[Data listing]
○ ○ ○ ○ ○ ○ ○

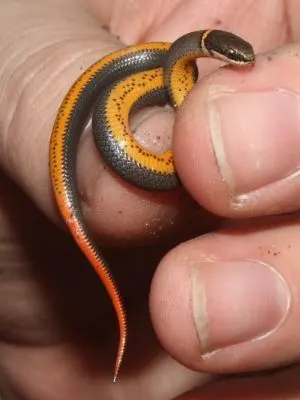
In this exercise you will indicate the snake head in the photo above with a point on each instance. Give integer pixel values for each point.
(228, 47)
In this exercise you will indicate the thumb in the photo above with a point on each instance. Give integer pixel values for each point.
(240, 129)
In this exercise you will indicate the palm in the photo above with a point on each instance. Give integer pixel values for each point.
(84, 366)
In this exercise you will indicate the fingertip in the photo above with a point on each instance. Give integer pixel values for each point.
(236, 139)
(170, 306)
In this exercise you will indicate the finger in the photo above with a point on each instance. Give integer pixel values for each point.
(37, 73)
(282, 384)
(237, 138)
(229, 301)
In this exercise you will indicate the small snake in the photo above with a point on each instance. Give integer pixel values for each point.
(113, 87)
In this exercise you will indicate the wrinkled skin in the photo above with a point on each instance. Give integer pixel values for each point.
(58, 333)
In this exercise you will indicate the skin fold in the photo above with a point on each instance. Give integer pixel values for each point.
(58, 334)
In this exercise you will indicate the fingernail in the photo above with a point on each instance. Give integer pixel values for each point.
(255, 136)
(237, 302)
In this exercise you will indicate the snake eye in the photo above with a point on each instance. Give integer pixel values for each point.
(228, 47)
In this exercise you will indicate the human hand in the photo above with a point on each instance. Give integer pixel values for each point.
(38, 70)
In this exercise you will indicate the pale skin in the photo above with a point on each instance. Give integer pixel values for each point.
(236, 291)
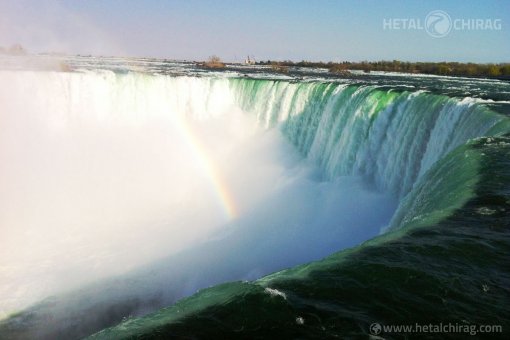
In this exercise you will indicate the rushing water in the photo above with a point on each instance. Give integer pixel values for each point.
(129, 184)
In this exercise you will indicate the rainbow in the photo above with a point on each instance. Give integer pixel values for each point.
(218, 184)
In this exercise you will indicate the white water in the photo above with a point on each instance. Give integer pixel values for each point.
(102, 173)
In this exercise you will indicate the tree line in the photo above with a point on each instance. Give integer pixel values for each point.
(436, 68)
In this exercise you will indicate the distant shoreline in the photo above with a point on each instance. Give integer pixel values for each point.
(499, 71)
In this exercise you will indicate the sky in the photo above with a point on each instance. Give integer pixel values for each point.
(322, 30)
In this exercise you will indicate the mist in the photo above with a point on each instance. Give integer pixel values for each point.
(105, 175)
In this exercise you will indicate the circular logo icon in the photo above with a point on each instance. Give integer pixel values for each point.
(375, 328)
(438, 24)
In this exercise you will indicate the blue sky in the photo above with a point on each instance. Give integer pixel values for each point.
(311, 30)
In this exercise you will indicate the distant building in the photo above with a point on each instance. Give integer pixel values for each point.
(249, 61)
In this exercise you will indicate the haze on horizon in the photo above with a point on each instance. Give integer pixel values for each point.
(295, 30)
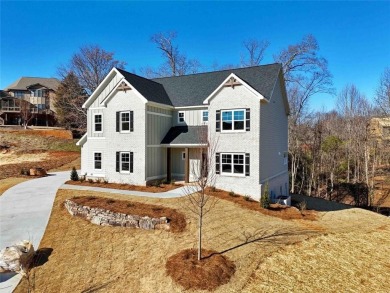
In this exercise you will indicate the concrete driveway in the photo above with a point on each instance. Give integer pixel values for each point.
(24, 213)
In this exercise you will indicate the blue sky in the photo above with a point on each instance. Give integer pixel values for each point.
(37, 37)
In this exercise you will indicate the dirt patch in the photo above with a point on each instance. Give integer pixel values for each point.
(211, 272)
(177, 220)
(276, 210)
(52, 160)
(7, 183)
(155, 189)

○ ○ ○ ○ ○ ○ ○

Copy all the records above exactly, but leave out the pictures.

In this exercise you will indicate the snake head in the photo above with a point on each instance. Give integer pixel values for each point.
(228, 47)
In this exercise you will indicate the thumb in the photo above with a point on each instance. Give integer pixel values for each point.
(240, 129)
In this exercise you will indicate the palm in the photo above with a point on each instance. Give integer pixel values for each point.
(84, 366)
In this exercise you will indicate the fingertip in the photo above with a point on each instance. Give integer pixel values for each point.
(236, 139)
(170, 306)
In this exercise you will indicate the finger in the photo above with a point on each instance. Give integer pixel values for each point.
(37, 73)
(282, 384)
(237, 138)
(229, 301)
In this exercise you will indicate the small snake in the photo above with a point on each instance. Give integer pixel values for each point.
(113, 87)
In this exercise you will indicate the wrinkled skin in the photo above with a point on each instance. Give integer pixel values for each point.
(58, 333)
In this exercise you will indicate the skin fold in the photo above with a point on each instance. Give integer pixel values for each point.
(58, 334)
In this exercise you will indicate the fingernail in the photo above with a point on each instance. Give integer pixel values for each point.
(255, 136)
(237, 302)
In this exercise you will indicate the snake eye in the photo above with a point on each instance. Give integer pixel values for each point.
(228, 47)
In this exercise you will indicate the human hand in the photo above with a point on each instance. Give integer pixel values for each point.
(38, 70)
In this exercise you will indicate the pale skin in the photo above with a point on each instance. Give integer pixel values for each point.
(236, 291)
In this exercise you will indicate the rushing water in the photo above with a point on each instance. Give integer pixel values for each point.
(129, 184)
In this exercise you will indicate the rainbow in the photo above with a point on each instance. Give integer pixel values for each point.
(218, 184)
In this exercise you will indicate the white water in the photo above with a point on each instance. Give integer pixel values for each point.
(102, 173)
In this exercise you will indicate the tree line in the photo above with a point on each instance. Give integer pixel values for each point.
(436, 68)
In this exercise you will indicate the distant shoreline in the photo above with a point on each instance. Give integer pixel values for each point.
(499, 71)
In this exercise you will indicate the sky in the photo above with a point on each instance. Give integer pixel values for each point.
(322, 30)
In this exercise you will indicate the mist in the photo above with a point on each instance. Give integer pixel values for each point.
(105, 175)
In this exercise you will indicate the circular logo icon in the photo above with a point on each instance. Give integer pixel values for each point.
(375, 328)
(438, 24)
In this exercise you will indicate the blue sky in the photo above with a point on each instance. Give integer pixel values for each point.
(311, 30)
In this exercise you will indicate the distant building in the photo above with a point on each instance. Give integer pixel values for each point.
(249, 61)
In this exercise you will indicate the haze on horizon in the photo above with a point on each instance. Give integer pixel values for each point.
(295, 30)
In this exercise you will indicate the concrete driveway in the photo above with a point on each instance. Give integer pixel values for each point.
(24, 213)
In this exercise you will indicate the blue sky in the photo above with a point on each instance. Give integer pixel values for each point.
(37, 37)
In this exercise you will indicate the dirt patch in the photo above with a point on each instance. Give integer pixel values for each point.
(211, 272)
(177, 220)
(276, 210)
(52, 160)
(7, 183)
(155, 189)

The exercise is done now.